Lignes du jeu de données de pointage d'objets
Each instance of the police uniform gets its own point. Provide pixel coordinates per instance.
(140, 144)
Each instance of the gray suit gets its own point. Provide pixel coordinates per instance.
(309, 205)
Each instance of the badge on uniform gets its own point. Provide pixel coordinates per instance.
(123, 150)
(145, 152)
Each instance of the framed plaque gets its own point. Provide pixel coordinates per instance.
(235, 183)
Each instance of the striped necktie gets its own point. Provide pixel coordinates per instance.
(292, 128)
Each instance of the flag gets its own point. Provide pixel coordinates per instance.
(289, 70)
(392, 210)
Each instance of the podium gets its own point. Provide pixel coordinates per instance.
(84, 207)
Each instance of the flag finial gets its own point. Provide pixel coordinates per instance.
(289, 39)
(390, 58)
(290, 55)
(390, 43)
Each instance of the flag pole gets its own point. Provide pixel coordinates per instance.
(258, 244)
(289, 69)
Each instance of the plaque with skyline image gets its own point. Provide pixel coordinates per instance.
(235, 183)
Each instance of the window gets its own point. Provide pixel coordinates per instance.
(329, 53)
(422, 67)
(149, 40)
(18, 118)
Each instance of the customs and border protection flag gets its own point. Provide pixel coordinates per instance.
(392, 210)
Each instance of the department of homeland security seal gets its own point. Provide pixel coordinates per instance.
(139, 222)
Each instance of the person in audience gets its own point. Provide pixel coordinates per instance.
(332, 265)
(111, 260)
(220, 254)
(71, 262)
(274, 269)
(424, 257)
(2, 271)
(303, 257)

Exercice court |
Recopiez toutes les lignes des entrées, de celle qui contient « Each instance of the framed » jusqu'à la dernière incluse, en ajoutant 34 à chaque coordonnée.

Réponse |
Each instance of the framed plaque gets its own point. Provide pixel coordinates per instance.
(269, 217)
Each instance of the striped necktie gets its own point. Provide pixel coordinates per instance.
(326, 162)
Each instance of the flag gets its own point. Provide pixel coordinates per instance.
(323, 104)
(426, 244)
Each instance of the podium gets its own point. Provide pixel coordinates per instance.
(118, 241)
Each instance of the flag finial gets its own point. Provide pixel coordinates per instance.
(323, 73)
(424, 92)
(324, 89)
(424, 77)
Each instance of the flag pole gets its own point. Provide pixel coordinates per instance.
(292, 278)
(323, 103)
Each instance of the plaque with skyline image gets its own point. Provide pixel coordinates per instance.
(269, 217)
Each instance of the window gets its own point. Provide pixel coordinates per instance.
(363, 87)
(456, 101)
(183, 74)
(52, 152)
Each instance of the customs and border protection flag gets its own point. Provide pixel coordinates per instance.
(426, 244)
Each instance of the department of homeland security seal gets its own point. Provide pixel coordinates per instance.
(173, 256)
Each instance of the person in audience gets its own point. Provide pixel coordinates per instance.
(366, 299)
(145, 294)
(254, 288)
(105, 296)
(308, 303)
(458, 291)
(36, 305)
(337, 291)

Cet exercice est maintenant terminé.